→ **To do**
Please display each line of the items below that contains the string "wooded". Case counts.
★ ★ ★ ★ ★ ★ ★
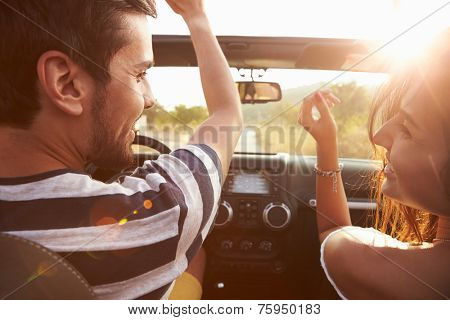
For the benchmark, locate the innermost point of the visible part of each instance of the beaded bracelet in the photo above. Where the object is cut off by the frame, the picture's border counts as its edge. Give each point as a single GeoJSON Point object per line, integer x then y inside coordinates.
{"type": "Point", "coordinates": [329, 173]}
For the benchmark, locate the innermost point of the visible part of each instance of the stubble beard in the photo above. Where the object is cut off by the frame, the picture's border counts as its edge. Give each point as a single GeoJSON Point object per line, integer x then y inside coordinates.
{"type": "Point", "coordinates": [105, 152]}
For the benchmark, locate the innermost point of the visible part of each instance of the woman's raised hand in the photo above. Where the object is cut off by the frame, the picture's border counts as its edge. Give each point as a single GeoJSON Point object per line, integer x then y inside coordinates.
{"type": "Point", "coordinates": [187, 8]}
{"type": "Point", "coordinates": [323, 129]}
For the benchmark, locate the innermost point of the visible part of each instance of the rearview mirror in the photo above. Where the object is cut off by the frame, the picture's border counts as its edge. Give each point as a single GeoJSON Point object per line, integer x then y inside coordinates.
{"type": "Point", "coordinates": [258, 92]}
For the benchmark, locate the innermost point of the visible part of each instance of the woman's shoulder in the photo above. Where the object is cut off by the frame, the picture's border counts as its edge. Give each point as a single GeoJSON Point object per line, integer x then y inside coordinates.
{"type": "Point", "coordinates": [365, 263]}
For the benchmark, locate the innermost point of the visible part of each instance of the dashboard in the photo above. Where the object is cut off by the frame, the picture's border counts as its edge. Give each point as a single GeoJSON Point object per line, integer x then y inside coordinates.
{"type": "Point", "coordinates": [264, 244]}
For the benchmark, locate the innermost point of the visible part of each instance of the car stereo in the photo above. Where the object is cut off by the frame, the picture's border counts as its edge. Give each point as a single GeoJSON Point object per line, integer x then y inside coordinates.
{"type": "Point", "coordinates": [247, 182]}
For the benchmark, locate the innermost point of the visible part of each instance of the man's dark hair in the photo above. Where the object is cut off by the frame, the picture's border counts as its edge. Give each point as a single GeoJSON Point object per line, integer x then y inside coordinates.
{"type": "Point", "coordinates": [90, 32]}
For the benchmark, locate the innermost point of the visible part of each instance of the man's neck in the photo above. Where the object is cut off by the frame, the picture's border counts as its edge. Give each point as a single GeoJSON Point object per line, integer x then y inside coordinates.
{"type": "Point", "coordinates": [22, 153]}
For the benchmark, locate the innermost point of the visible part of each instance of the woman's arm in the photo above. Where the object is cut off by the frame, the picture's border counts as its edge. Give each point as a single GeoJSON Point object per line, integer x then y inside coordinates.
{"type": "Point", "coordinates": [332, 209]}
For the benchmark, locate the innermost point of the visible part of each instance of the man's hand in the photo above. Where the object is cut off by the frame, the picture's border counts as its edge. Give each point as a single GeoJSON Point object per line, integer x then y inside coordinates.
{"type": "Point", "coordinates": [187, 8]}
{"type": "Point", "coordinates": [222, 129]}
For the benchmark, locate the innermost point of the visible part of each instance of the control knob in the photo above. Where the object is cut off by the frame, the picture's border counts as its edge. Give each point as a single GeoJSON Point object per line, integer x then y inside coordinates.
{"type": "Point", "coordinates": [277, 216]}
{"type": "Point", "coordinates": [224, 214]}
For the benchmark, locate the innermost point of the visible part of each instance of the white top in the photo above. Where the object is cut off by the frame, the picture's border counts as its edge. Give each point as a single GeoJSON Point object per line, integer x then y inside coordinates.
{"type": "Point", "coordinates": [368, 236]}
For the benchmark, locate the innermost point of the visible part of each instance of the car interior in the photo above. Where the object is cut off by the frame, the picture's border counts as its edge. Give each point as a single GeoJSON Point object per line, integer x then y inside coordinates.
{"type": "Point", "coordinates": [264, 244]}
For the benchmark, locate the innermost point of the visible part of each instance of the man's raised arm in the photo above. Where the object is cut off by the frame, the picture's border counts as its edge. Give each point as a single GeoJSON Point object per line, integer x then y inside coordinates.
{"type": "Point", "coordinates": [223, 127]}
★ ★ ★ ★ ★ ★ ★
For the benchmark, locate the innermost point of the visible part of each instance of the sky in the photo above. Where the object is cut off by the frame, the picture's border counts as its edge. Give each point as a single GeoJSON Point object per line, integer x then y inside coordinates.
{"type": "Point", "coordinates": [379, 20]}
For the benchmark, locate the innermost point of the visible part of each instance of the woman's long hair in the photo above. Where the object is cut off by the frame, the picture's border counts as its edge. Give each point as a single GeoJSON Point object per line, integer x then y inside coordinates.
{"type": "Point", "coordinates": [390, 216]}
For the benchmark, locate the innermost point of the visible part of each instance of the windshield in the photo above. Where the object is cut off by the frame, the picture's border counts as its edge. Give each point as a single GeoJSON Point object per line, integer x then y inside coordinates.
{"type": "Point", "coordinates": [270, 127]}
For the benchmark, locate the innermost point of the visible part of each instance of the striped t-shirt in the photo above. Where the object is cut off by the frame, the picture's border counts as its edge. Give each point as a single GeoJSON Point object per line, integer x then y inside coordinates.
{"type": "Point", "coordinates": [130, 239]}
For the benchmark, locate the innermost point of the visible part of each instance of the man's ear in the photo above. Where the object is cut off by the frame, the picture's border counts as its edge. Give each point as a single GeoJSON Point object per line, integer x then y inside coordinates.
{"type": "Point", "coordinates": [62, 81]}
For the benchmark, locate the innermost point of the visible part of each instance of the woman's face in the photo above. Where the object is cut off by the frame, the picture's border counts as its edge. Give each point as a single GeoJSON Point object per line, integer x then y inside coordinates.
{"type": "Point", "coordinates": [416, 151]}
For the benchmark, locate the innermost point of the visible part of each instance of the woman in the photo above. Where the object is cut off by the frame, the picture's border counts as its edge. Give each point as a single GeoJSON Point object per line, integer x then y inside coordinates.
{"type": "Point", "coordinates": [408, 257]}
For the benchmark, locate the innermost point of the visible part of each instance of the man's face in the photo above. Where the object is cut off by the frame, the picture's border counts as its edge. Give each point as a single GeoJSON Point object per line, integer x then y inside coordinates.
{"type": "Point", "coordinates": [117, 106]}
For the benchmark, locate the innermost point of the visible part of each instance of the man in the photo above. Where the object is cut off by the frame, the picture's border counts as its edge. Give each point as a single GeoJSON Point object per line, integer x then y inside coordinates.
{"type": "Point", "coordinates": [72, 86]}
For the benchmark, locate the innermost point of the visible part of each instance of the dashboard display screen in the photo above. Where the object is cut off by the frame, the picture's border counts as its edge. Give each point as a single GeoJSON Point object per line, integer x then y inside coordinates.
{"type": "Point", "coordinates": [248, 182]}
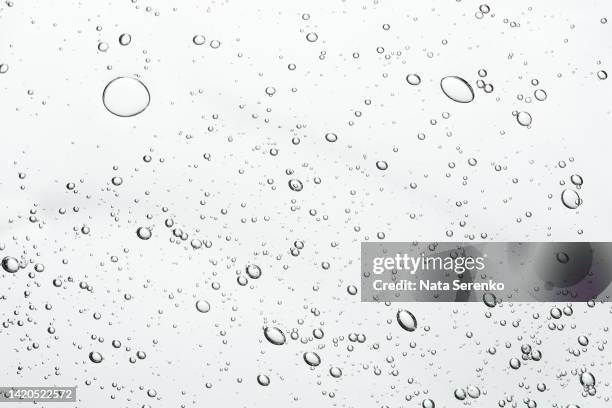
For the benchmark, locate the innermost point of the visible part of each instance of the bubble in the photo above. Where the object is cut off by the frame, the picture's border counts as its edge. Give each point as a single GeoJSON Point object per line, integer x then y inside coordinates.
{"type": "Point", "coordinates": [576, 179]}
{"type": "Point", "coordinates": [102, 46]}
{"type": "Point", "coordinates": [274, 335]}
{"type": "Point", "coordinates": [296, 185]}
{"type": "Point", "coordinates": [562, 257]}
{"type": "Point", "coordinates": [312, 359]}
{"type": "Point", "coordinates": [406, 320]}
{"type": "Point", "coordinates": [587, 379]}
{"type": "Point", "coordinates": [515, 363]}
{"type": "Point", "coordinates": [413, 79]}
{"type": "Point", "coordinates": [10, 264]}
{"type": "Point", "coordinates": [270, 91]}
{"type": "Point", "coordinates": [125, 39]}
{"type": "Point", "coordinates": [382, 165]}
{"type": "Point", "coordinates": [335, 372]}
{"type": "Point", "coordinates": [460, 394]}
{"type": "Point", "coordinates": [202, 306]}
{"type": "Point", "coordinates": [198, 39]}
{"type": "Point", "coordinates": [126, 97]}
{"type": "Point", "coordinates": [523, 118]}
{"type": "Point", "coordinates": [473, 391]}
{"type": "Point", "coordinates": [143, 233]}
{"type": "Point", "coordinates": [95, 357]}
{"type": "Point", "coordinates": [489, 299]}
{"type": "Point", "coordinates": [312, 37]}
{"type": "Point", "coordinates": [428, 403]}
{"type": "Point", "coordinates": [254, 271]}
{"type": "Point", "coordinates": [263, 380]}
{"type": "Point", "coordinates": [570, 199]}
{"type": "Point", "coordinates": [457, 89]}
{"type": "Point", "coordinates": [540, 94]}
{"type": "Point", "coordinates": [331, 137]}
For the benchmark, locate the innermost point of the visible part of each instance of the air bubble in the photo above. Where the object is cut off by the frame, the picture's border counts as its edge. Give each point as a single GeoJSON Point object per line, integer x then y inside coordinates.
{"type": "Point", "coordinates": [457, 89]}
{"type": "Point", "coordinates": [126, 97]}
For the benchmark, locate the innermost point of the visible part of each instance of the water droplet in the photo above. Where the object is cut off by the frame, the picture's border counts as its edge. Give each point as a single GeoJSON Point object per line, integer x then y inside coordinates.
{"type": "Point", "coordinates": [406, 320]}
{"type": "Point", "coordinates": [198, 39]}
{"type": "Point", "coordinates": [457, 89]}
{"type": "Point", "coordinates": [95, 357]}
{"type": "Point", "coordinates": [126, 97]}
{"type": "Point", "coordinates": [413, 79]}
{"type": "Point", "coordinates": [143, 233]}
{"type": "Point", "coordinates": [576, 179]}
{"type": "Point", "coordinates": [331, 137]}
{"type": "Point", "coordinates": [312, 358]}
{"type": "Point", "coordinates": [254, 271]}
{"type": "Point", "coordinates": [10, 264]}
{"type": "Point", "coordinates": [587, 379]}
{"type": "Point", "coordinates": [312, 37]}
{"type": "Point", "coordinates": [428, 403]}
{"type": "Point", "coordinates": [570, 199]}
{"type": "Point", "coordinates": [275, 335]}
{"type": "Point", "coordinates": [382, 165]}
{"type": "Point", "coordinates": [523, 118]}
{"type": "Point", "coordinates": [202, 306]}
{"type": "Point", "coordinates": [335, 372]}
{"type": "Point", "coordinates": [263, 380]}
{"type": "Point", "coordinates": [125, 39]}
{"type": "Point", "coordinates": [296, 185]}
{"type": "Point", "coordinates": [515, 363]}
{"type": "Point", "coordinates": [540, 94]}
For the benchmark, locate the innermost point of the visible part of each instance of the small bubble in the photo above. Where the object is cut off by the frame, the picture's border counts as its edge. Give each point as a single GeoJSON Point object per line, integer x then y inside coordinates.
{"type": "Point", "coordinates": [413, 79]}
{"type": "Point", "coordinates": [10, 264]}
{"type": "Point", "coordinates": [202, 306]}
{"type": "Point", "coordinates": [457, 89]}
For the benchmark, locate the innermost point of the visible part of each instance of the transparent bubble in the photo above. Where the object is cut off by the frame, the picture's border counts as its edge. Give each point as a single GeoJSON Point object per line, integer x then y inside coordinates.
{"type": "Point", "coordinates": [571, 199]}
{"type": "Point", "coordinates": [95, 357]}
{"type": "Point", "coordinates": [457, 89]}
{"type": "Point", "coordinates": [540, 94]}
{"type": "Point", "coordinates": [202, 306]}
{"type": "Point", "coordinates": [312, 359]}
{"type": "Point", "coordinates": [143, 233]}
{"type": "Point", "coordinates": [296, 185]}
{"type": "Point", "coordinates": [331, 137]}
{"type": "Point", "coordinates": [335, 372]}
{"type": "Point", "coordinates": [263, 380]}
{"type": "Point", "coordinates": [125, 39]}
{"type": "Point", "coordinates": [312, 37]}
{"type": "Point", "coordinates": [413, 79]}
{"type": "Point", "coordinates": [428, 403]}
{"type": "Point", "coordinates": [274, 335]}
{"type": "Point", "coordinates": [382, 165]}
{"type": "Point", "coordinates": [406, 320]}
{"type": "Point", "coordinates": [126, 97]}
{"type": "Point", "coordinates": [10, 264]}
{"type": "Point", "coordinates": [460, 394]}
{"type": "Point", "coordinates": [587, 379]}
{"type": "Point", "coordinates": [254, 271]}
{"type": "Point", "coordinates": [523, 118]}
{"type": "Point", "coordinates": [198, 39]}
★ ★ ★ ★ ★ ★ ★
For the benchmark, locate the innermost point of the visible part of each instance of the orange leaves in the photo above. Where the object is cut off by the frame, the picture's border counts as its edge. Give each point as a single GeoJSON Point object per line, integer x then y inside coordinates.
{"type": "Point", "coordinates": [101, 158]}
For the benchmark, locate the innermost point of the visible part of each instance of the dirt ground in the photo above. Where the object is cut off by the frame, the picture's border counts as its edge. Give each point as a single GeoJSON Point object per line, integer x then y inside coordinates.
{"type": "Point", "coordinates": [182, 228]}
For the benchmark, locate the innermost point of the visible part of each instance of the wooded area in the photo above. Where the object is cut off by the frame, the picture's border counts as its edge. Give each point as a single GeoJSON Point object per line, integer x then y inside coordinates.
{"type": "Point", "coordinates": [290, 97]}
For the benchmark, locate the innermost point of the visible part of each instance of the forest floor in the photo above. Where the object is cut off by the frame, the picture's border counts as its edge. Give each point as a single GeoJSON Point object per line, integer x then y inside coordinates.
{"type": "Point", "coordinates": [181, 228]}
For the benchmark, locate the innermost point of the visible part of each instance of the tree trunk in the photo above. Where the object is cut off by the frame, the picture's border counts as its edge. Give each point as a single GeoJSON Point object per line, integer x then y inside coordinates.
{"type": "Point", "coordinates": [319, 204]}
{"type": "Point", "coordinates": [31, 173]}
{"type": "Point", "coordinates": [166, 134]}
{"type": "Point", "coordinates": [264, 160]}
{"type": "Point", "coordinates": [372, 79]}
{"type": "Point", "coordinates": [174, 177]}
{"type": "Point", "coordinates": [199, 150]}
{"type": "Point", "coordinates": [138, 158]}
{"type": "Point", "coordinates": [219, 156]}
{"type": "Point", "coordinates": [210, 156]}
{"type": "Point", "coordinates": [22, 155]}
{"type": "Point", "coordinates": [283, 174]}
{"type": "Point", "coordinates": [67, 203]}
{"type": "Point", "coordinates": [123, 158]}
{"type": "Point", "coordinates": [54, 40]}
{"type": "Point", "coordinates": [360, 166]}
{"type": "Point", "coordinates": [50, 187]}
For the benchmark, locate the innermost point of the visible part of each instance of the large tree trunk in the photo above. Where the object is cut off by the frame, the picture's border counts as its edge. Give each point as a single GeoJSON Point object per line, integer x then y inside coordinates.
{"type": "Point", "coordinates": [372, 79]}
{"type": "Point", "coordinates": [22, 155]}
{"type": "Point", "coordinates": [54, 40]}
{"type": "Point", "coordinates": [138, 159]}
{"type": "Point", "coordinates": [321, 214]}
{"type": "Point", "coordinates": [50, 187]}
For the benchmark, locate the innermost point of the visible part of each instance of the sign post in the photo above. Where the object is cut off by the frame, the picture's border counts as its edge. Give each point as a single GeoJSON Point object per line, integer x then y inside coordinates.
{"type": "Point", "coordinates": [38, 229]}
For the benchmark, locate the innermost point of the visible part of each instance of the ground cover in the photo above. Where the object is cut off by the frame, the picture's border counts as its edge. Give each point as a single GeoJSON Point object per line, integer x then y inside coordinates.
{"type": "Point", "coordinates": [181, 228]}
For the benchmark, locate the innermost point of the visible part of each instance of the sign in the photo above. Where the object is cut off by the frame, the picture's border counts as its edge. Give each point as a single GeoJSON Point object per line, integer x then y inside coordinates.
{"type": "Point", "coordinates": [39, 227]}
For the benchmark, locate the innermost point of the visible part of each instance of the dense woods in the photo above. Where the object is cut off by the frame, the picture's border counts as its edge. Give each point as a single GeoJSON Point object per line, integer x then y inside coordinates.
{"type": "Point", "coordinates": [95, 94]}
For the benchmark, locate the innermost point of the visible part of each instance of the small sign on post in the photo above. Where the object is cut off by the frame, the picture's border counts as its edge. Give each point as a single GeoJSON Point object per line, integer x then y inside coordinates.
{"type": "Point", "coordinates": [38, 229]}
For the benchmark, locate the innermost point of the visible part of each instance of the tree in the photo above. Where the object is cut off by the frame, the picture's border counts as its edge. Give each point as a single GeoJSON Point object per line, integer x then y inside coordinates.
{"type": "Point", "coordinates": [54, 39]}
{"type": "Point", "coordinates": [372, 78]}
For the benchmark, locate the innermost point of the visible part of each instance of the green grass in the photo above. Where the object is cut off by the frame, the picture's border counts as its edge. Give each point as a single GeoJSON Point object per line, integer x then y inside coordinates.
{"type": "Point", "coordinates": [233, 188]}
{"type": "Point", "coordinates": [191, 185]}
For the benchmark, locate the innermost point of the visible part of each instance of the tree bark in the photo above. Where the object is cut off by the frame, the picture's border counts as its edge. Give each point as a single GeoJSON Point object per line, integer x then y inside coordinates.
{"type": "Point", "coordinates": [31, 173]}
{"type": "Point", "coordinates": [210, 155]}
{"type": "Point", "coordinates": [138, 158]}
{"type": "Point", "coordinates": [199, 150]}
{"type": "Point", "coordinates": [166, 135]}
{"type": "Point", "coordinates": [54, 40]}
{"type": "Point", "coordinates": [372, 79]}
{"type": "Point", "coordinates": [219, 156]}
★ ★ ★ ★ ★ ★ ★
→ **Finished exercise**
For the benchmark, locate the innermost point of the visible part of each instance of the wooded area in the photo above. Where the object is cut off by the frame, the picture's border counts as its edge. Give each point as a single GeoJSON Point object per line, integer x then y inside coordinates.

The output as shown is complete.